* [Selected extract]:
******

Sunday, May 25, 2025

Ditch Bag and Life Lines and Other Tasks

Sunset on the Tred Avon

After a couple days of an unrelenting, cold northeast wind which kept flags flying stiffly, the breeze abated  yesterday in the late afternoon, although the water was still choppy. Peter and I played a game of Phase 10. (He won, but I won at backgammon the previous evening.) Then, we went to bed. 

The skies were sunny until the late afternoon today, although a lighter northeast wind still made it chilly even though the thermometer almost reached 70 degrees Fahrenheit. We spent the day on the boat. 

Peter spent time working on electronic equipment early in the morning, and, after I woke up, he installed the new forward-facing sonar. He wanted me to video the water gushing up through the bilge in the time between when he pulled out the bung and when he inserted the sonar device. Unfortunately, when I jumped back from the little geyser, I must have accidentally stopped videotaping, so I failed in my first task of the day. (Breakfast of mushroom and cheese omelet and fried potatoes was a success, however.)

******

Referring expression data:
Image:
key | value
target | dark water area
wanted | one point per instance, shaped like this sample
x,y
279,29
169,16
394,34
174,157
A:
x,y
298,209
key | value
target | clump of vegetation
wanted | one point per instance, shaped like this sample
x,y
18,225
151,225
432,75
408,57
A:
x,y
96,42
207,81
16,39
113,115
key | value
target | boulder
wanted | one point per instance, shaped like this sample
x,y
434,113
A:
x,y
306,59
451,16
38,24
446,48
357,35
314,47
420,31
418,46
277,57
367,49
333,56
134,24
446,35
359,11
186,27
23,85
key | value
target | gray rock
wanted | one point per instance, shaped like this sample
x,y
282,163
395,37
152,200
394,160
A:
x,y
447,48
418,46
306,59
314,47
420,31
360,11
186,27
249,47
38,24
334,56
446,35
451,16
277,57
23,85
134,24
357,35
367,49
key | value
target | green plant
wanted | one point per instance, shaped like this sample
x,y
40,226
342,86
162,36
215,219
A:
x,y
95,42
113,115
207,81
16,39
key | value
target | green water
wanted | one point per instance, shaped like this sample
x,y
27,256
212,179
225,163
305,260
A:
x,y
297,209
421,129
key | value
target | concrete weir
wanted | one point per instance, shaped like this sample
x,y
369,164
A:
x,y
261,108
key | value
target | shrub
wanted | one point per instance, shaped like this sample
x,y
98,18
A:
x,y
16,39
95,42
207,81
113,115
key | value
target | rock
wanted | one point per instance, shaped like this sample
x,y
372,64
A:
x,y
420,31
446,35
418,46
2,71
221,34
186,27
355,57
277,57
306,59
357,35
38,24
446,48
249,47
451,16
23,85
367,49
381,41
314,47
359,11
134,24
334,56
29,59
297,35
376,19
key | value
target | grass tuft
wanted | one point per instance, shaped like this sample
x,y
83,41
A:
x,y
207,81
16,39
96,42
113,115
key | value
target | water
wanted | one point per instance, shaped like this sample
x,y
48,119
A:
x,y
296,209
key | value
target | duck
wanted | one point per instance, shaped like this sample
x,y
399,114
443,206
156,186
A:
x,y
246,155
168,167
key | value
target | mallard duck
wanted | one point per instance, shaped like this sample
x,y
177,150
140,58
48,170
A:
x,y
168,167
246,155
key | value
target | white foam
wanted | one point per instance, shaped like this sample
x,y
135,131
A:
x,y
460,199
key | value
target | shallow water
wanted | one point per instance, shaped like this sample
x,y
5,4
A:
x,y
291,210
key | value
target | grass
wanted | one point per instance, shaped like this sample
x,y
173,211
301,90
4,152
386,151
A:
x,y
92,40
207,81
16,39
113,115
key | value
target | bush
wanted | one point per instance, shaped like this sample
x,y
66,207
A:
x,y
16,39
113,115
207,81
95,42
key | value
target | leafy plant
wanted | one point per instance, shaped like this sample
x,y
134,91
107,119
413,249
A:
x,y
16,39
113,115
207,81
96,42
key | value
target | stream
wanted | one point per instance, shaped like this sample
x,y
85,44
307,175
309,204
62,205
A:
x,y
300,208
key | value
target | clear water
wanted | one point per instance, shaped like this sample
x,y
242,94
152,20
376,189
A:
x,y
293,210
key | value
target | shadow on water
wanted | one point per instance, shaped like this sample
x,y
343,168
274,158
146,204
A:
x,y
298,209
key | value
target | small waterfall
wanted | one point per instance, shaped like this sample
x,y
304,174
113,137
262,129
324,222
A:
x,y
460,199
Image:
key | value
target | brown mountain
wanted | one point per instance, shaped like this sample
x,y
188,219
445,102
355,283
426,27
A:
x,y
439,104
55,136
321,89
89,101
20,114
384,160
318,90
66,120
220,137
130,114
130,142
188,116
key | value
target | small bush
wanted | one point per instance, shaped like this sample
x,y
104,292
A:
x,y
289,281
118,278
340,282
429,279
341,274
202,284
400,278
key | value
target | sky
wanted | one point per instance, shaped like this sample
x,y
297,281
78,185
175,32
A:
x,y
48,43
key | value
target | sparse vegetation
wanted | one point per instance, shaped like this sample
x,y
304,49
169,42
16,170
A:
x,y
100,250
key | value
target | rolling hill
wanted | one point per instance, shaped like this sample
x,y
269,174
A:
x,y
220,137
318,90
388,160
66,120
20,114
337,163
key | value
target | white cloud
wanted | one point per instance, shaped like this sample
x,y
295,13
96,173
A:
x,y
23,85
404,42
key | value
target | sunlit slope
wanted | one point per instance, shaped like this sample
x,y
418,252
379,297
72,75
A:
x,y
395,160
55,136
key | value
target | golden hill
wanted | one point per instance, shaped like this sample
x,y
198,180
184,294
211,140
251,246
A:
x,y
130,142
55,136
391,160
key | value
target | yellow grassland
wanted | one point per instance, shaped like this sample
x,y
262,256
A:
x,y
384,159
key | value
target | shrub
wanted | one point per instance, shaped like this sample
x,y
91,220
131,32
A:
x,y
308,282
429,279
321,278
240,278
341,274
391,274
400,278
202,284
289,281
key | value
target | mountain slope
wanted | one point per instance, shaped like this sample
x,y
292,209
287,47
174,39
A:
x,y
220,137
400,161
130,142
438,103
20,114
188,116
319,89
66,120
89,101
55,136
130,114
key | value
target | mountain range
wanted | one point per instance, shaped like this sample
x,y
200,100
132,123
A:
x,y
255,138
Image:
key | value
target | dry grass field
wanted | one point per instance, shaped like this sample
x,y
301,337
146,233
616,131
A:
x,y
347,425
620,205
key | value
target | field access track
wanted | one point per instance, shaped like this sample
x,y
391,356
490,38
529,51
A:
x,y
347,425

******

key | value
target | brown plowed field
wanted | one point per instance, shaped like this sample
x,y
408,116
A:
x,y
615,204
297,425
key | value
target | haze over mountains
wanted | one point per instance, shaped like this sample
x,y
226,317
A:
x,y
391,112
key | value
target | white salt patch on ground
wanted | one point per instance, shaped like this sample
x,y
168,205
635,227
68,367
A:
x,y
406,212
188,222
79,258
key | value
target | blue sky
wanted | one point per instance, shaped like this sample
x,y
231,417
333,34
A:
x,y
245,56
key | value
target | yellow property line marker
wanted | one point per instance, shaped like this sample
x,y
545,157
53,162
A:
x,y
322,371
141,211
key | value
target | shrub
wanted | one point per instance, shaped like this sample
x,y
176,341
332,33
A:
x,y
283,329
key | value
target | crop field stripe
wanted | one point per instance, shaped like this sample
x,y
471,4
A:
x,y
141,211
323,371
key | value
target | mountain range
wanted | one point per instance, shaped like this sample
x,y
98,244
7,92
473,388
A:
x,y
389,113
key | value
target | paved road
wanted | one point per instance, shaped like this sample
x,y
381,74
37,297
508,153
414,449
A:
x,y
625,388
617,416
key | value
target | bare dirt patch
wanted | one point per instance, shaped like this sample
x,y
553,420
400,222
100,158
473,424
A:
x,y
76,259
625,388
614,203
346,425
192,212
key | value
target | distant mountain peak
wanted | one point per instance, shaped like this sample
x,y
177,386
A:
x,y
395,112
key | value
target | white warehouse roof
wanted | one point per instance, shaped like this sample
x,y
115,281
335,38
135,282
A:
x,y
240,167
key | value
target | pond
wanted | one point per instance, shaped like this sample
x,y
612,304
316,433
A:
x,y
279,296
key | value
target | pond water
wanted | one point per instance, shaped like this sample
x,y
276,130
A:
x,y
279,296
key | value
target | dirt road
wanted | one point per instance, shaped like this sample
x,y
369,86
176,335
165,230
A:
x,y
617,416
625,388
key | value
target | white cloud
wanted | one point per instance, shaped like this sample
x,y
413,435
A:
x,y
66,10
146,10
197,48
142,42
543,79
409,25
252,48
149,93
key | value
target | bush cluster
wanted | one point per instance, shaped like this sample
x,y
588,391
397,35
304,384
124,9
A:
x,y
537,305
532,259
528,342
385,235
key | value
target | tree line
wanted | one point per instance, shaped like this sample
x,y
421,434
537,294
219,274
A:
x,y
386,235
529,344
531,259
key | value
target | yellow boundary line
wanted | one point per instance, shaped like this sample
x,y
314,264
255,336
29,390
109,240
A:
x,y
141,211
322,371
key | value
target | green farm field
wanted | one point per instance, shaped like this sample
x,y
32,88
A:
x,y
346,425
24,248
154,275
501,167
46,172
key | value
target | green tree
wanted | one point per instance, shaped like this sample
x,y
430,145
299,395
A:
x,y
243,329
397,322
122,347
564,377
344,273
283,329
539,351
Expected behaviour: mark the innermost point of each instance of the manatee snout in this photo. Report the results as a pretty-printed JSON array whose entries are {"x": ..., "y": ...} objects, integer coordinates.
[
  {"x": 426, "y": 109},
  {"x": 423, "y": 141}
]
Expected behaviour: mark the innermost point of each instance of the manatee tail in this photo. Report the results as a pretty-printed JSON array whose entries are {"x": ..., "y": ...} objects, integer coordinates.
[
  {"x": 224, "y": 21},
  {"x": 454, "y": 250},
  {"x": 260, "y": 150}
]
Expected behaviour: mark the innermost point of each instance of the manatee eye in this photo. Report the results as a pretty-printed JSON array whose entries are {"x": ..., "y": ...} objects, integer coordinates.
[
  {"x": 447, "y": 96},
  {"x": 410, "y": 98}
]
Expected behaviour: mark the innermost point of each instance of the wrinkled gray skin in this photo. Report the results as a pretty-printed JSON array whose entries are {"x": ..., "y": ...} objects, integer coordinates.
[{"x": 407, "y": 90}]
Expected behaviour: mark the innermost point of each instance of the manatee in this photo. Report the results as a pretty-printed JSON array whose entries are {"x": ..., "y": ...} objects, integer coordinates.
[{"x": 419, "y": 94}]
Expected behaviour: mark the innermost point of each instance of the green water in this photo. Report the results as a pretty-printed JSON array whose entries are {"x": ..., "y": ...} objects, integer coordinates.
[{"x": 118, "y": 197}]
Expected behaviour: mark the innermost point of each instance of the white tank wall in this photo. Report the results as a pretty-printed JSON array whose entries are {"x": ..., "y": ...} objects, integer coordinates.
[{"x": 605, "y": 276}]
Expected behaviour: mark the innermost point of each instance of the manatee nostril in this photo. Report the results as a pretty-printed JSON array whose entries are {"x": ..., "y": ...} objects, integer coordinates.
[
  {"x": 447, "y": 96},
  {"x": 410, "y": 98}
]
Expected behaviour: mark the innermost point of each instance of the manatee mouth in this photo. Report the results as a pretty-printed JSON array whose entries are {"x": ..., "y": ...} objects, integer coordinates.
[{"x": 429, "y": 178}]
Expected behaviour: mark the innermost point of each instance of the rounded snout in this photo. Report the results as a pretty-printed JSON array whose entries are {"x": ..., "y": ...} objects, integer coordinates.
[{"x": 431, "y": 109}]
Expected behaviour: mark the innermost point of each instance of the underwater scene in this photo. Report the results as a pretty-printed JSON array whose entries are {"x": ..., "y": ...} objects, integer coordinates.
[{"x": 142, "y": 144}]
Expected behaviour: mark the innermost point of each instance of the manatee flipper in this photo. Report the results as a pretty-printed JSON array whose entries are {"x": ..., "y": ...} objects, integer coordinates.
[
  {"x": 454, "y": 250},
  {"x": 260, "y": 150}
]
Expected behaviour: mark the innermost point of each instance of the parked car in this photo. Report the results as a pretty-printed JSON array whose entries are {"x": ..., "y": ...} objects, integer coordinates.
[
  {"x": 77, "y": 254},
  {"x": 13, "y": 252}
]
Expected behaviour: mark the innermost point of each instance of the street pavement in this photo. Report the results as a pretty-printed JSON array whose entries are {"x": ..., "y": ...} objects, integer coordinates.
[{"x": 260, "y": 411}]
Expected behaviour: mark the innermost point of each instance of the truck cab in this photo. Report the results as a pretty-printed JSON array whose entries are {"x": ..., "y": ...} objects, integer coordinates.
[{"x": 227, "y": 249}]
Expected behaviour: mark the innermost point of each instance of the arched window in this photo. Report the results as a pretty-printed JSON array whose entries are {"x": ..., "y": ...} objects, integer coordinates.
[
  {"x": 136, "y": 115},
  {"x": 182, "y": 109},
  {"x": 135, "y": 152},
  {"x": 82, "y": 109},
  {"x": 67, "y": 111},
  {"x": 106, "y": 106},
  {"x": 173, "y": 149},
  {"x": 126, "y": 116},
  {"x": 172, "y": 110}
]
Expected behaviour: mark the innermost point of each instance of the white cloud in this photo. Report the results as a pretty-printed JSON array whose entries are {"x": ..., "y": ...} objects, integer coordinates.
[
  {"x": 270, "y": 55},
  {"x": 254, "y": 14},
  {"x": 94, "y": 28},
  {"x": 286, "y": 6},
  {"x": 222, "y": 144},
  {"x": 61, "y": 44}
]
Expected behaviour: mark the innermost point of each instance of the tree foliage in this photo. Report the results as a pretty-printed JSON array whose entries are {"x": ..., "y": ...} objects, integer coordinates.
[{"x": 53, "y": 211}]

******

* [Aim of the task]:
In the entry about the ditch bag and life lines, why did the writer fail at the first task of the day? Answer in one or two sentences.

* [Solution to this problem]:
The writer was supposed to video the water gushing up through the bilge while the bung was out. But when the writer jumped back from the little geyser, the videotaping must have been stopped by accident.